* What is being asked: Set the records down again exactly, apart from any pictures in them.

* Stored data entries:
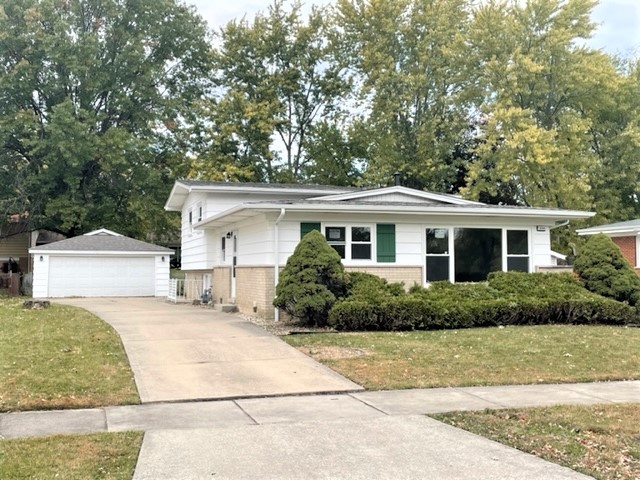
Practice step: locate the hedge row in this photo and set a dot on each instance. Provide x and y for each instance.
(508, 298)
(413, 313)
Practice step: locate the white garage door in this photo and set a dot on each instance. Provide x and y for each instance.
(101, 276)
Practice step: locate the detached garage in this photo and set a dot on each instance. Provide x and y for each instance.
(100, 264)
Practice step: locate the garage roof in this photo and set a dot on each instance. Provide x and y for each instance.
(101, 241)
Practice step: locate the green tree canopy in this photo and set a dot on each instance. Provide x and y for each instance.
(276, 78)
(91, 93)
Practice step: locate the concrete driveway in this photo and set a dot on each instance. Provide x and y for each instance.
(184, 352)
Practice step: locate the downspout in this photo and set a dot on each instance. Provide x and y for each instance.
(276, 256)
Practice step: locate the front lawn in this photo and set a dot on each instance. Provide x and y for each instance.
(478, 356)
(600, 440)
(60, 357)
(111, 456)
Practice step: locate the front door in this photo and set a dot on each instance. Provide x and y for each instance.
(234, 263)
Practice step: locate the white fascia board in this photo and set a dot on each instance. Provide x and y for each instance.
(97, 253)
(242, 211)
(104, 231)
(613, 231)
(177, 197)
(398, 189)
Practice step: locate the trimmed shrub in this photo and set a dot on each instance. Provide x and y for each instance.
(410, 313)
(312, 281)
(367, 287)
(538, 285)
(603, 270)
(509, 298)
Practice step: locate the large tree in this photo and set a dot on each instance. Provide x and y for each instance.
(615, 139)
(408, 58)
(91, 93)
(537, 78)
(276, 77)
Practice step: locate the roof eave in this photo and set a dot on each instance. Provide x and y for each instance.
(174, 202)
(129, 253)
(595, 231)
(397, 189)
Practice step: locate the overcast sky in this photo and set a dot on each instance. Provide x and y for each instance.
(618, 31)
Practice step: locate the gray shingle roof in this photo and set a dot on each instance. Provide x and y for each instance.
(478, 206)
(103, 243)
(292, 186)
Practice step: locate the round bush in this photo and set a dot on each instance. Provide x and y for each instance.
(312, 281)
(603, 270)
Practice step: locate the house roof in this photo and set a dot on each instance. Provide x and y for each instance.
(250, 209)
(101, 241)
(630, 226)
(182, 188)
(401, 192)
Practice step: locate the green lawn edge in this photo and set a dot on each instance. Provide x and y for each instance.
(60, 357)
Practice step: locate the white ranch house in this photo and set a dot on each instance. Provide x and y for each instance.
(237, 236)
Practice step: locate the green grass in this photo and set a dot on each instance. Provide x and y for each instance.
(111, 456)
(602, 440)
(481, 356)
(60, 357)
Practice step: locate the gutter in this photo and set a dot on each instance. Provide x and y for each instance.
(276, 256)
(561, 224)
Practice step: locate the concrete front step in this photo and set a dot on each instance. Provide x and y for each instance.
(226, 307)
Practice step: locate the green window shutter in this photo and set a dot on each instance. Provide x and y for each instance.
(306, 227)
(386, 243)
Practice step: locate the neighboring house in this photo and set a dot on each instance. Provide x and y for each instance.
(237, 236)
(101, 263)
(16, 238)
(624, 234)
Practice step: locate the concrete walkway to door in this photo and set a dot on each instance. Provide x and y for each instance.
(183, 352)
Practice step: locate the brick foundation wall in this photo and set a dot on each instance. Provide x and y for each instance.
(627, 246)
(221, 284)
(255, 285)
(408, 275)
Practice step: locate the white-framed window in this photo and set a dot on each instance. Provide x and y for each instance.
(469, 254)
(517, 242)
(352, 242)
(438, 255)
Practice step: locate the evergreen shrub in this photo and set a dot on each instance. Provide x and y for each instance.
(312, 280)
(603, 270)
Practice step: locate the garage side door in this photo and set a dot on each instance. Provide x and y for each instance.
(101, 276)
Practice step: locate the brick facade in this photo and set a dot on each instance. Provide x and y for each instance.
(408, 275)
(221, 285)
(627, 246)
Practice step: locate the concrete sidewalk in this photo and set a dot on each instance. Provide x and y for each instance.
(364, 435)
(310, 408)
(182, 352)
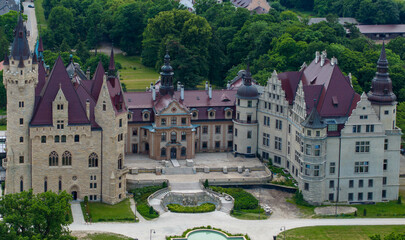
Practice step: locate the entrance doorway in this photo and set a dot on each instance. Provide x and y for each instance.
(173, 153)
(74, 195)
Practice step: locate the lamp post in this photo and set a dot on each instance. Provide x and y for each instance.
(150, 233)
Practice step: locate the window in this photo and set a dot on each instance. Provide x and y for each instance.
(357, 128)
(163, 152)
(119, 162)
(363, 146)
(277, 143)
(53, 159)
(370, 183)
(361, 183)
(266, 139)
(93, 160)
(279, 124)
(331, 184)
(173, 137)
(350, 197)
(163, 137)
(369, 128)
(66, 159)
(361, 167)
(316, 170)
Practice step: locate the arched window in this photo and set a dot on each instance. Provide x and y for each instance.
(163, 152)
(21, 184)
(45, 184)
(53, 159)
(66, 159)
(93, 160)
(173, 137)
(120, 161)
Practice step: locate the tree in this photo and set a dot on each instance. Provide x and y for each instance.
(30, 216)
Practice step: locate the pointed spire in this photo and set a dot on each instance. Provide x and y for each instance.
(6, 60)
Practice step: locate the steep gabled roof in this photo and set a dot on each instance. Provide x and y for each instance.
(59, 79)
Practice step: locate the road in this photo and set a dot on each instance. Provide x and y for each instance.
(31, 24)
(176, 223)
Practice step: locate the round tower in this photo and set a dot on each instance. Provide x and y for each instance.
(245, 124)
(313, 162)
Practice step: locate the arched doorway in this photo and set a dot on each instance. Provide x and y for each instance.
(173, 153)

* Solution below:
Practice step: locate the hedge row in this photo and set a dot on each instance. Provide x and y for each instance.
(508, 298)
(413, 313)
Practice step: locate the white garage door in this photo and set a dot on each instance. Provide x and y for each instance.
(101, 276)
Practice step: locate the detached garage in this photo and set a dot on each instance. Provide x and y for each instance.
(100, 264)
Practice step: locate the garage roof in this photo and set a dot on each instance. Provide x and y for each instance.
(101, 241)
Practice step: locate the green tree canopy in this photo and set a dot on each instance. Provide x and y for each instance.
(276, 78)
(91, 93)
Practice step: locate the concrete driveway in this photo and set a dot on each instance. Provide x and y for each instance.
(184, 352)
Practice step: locate the downspout in this photo and set a dot on each instance. Provide x and y for each instance.
(276, 256)
Practice step: locate the front lawn in this photo and set a dot on each instance. Provide x and y for each instance.
(478, 356)
(600, 440)
(60, 357)
(111, 456)
Practice step: locate the front door in this photo and set a dot on each instance. Provide x and y for each instance.
(234, 263)
Practice step: locate the white fascia board in this photo and set a dot on each instance. Provide x and y for each instance.
(97, 253)
(242, 211)
(104, 231)
(613, 231)
(177, 197)
(398, 189)
Practice step: locate the trimmed shrub in this photo and set a dot on each instance. Provide x and y for each instance.
(410, 313)
(312, 281)
(367, 287)
(538, 285)
(603, 270)
(509, 298)
Practice step: locate the large tree in this photo and set a dot on each instance. Provide x and y for each instance.
(615, 139)
(408, 58)
(91, 93)
(537, 78)
(276, 77)
Practice step: locate the roof eave in this photo and set a dot on each instance. Provide x and y for each instance.
(174, 202)
(129, 253)
(595, 231)
(397, 189)
Practice step: locate the overcast sky in this photo and set a dot on each instance. Provide x and y for each instance.
(618, 31)
Practice step: locate the gray shingle roof in this photo and set a dot on each instance. Provide x and y for each instance.
(478, 206)
(103, 243)
(292, 186)
Practice step: locate the round bush in this photo and set a dot on each instance. Provide x and y for each instance.
(312, 281)
(603, 270)
Practice step: locate the house roof in this photo and set a dot on each instance. Provide x and y for each instance.
(250, 209)
(101, 241)
(630, 226)
(182, 188)
(401, 192)
Practice step: locate the green lawn edge in this photo and set a dot on each instance. Provide x and y for each instance.
(60, 357)
Practice step: locate the white ranch house in this photo and set a dot on each instance. Provide x and y for each instance.
(237, 236)
Practice step: locate the green grass in this photo and set a dot on each instance. Provide x and y for each instance.
(111, 456)
(602, 440)
(481, 356)
(60, 357)
Practice step: locate the gutter in this photo and set a dot on each instance. Provide x and y for each instance.
(276, 256)
(561, 224)
Practice step: locate the concrete front step in this photo and set a dot on each instance. Provide x and y for each instance.
(226, 307)
Practice step: locate the green window shutter in this photo and set a dot on each instance. Provide x and y for each instance.
(306, 227)
(386, 243)
Practice step: locate the neighboring house in this photo and set a dot on each instance. Provide x and y for each instance.
(237, 236)
(101, 263)
(16, 238)
(624, 234)
Practice step: locate the concrete walkway to door in this photo and set a dot on each instance. Provide x and y for each instance.
(183, 352)
Practice step: locate the brick foundation wall in this photo and set a dot on each instance. Provide x and y for each instance.
(627, 246)
(221, 284)
(255, 285)
(408, 275)
Practice step: locate the white-framed window in this photo and set a dot on each instance. Provide x and y for each instance.
(469, 254)
(517, 242)
(352, 242)
(438, 255)
Practice step: locate the evergreen shrub in this photo and set a dot on each instance. Provide x and y for each instance.
(312, 280)
(603, 270)
Practice step: locate the garage side door in this photo and set a dot on each instance. Provide x and y for each instance.
(101, 276)
Practice step: locate the brick facade in this photo and set a dot on each instance. Provide x and y for each instance.
(408, 275)
(221, 285)
(627, 246)
Practice step: locate the concrete sidewalk in this photo and set a dot on each instance. Provide x and y for each instance.
(364, 435)
(310, 408)
(182, 352)
Practice step: locate the entrance doorway in this photo and set a dot on each instance. Provide x and y for each instance.
(173, 153)
(74, 195)
Practice step: locate the lamp post in this photo and set a dot on each instance. Provide x and y for each instance.
(150, 233)
Practice step: locate the window in this photo and set a dot on each instance. Provide x and y for each instance.
(357, 128)
(163, 152)
(119, 162)
(363, 146)
(277, 143)
(53, 159)
(370, 183)
(361, 183)
(266, 139)
(93, 160)
(279, 124)
(331, 184)
(173, 137)
(350, 197)
(163, 137)
(369, 128)
(66, 159)
(361, 167)
(316, 170)
Practice step: locate the arched window in this photo and set a dot on each instance. Provide x and y for each instance.
(163, 152)
(21, 184)
(45, 184)
(53, 159)
(66, 159)
(93, 160)
(173, 137)
(120, 161)
Practice step: locate the tree in this photo and set a dot on each instance. Provide x and y for each instance.
(30, 216)
Practice step: locate the pointed spire in this photo and set a dot on each instance. Provide x and y for each instance.
(6, 60)
Practice step: locate the steep gabled roof in this photo and set a dot on each instance. Provide x and y for each instance.
(59, 79)
Practice step: locate the road in this photo and set a dot on each instance. Provide x and y for each instance.
(31, 24)
(176, 223)
Practice step: locate the round tower in this photo and set a dot on each instance. Provide x and y for each instance.
(245, 124)
(313, 162)
Practice step: locate the arched doorway in this photo and set a dot on each instance. Provide x and y for each instance.
(173, 153)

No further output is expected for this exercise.